[Input material — start]

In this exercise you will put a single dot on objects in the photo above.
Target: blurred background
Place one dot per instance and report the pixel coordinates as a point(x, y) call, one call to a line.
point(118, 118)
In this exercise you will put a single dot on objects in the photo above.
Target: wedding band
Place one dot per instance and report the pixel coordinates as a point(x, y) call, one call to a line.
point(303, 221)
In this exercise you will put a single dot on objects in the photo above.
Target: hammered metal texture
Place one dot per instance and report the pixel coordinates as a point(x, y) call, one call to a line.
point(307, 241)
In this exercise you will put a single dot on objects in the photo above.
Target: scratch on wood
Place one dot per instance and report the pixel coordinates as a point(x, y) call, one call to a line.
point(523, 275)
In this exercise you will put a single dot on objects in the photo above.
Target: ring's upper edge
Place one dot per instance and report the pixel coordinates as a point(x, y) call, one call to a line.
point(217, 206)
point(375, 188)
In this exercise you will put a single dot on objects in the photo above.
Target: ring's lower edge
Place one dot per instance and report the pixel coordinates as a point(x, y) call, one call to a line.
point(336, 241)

[Input material — finish]
[Input material — start]

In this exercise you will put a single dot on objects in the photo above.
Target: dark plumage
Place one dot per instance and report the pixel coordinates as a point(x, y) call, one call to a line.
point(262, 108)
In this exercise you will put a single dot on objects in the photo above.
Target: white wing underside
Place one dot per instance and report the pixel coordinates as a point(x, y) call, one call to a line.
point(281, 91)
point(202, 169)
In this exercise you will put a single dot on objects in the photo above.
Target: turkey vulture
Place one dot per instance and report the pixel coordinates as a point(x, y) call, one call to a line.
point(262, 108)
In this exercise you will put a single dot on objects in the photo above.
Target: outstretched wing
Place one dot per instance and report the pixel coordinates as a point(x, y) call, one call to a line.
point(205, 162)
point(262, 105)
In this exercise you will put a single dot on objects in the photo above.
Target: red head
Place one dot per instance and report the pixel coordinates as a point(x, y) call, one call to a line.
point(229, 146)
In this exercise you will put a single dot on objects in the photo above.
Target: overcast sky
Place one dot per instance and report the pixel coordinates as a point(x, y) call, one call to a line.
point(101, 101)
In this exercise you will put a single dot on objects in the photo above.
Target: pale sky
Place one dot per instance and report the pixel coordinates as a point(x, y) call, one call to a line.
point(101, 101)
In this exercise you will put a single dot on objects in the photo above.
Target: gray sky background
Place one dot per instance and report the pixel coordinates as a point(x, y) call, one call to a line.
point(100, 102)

[Input material — finish]
[Input material — start]

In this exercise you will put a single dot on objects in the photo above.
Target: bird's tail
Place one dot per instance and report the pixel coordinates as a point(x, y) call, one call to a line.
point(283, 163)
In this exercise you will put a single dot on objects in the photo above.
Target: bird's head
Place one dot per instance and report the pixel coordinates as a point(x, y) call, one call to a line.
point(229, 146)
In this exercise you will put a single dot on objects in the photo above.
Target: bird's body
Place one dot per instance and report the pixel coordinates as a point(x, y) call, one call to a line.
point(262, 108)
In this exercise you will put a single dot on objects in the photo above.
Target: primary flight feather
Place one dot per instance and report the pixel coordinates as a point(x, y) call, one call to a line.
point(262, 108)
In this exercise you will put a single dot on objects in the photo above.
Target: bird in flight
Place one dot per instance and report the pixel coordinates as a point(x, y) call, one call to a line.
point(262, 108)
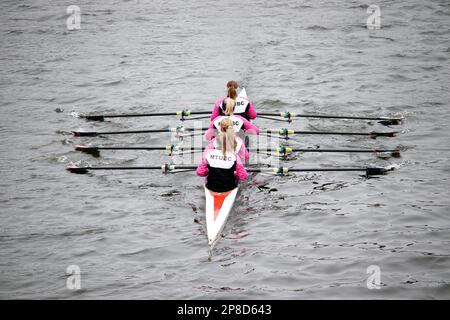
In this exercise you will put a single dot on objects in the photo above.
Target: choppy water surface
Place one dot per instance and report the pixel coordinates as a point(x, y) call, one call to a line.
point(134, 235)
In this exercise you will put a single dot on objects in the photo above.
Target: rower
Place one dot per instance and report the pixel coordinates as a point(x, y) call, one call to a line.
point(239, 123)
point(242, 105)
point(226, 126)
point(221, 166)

[Input material — finish]

Action item: For the string "background", find every line of the material that contains it, and copy each one.

Result for this task:
Target: blurred background
Target: gray sky background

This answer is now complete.